Begin
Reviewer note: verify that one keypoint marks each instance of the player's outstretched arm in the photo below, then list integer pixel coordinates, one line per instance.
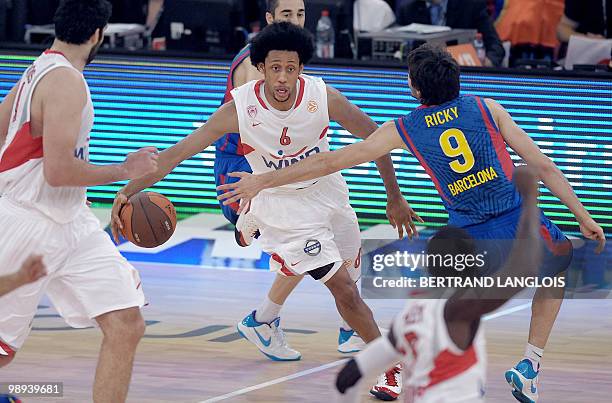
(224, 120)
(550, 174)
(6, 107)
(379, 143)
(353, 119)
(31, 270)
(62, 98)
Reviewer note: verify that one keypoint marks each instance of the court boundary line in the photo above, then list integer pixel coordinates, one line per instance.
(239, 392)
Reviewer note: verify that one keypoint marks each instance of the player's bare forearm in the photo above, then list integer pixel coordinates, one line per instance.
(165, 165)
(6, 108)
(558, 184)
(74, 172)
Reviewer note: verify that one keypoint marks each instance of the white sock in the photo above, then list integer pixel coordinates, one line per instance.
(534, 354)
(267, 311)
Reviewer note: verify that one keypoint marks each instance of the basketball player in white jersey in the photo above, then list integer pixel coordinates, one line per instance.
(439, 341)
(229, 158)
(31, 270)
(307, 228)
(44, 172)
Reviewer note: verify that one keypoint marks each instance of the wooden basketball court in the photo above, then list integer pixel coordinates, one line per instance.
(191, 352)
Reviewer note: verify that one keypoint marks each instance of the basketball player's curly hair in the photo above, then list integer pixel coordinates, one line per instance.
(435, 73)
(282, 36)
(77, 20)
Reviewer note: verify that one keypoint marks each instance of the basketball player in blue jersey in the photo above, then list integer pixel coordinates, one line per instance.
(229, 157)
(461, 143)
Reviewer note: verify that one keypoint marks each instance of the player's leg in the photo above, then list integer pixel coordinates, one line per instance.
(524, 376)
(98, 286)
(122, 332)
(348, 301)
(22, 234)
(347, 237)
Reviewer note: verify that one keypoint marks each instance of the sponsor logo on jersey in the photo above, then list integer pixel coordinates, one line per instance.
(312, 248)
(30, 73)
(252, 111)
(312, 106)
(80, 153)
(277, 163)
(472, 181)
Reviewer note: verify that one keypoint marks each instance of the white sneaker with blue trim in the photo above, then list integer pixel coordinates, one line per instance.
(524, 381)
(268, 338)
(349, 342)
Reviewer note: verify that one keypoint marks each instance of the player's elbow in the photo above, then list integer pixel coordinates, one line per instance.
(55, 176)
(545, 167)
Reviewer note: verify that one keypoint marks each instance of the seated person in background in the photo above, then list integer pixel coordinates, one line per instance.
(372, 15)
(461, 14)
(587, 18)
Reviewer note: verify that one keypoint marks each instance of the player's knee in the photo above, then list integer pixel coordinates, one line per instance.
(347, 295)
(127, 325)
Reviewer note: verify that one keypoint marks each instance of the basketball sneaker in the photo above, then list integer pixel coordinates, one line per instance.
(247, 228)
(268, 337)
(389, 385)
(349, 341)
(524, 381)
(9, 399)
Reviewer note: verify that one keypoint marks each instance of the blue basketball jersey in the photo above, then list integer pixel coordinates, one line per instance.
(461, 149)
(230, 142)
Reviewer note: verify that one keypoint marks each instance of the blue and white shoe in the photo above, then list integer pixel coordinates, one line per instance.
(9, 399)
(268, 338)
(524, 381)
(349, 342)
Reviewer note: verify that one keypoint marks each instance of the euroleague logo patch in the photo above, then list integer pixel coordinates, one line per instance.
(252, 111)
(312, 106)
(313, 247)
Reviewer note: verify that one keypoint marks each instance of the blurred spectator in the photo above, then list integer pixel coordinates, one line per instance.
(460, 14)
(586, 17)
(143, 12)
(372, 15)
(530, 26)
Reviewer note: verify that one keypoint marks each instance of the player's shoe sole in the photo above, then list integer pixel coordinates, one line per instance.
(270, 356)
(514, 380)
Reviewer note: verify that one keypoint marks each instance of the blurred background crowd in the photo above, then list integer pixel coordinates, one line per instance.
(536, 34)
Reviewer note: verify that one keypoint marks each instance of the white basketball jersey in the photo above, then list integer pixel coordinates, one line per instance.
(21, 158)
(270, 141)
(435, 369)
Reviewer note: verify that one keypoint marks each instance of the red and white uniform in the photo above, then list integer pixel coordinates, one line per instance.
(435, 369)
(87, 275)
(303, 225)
End
Task objective: Format the entries from the line containing "the player's shoe" through the last line, inclusive, as a JSON list of strings with one string per line and blank lines left out.

Result:
[
  "Reviewer note: verify that one keypoint marks each instance of the player's shoe sole in the photo above, then list integer pixel coordinates, one line per instance.",
  "(270, 356)",
  "(514, 380)",
  "Reviewer note: verify that one keypoint marks each instance of the blurred background crowd in the photo above, then list integer pixel coordinates, one line per instance.",
  "(536, 34)",
  "Reviewer note: verify that one keypoint marks each instance of the white basketball jersey in the photo above, then list integer pixel coordinates, one line per instance.",
  "(21, 158)",
  "(270, 141)",
  "(435, 369)",
  "Reviewer note: verify that one keypoint marks each instance of the red and white uniform in the photo above, then list integer pixel coordinates, one line per instance.",
  "(435, 369)",
  "(87, 275)",
  "(303, 225)"
]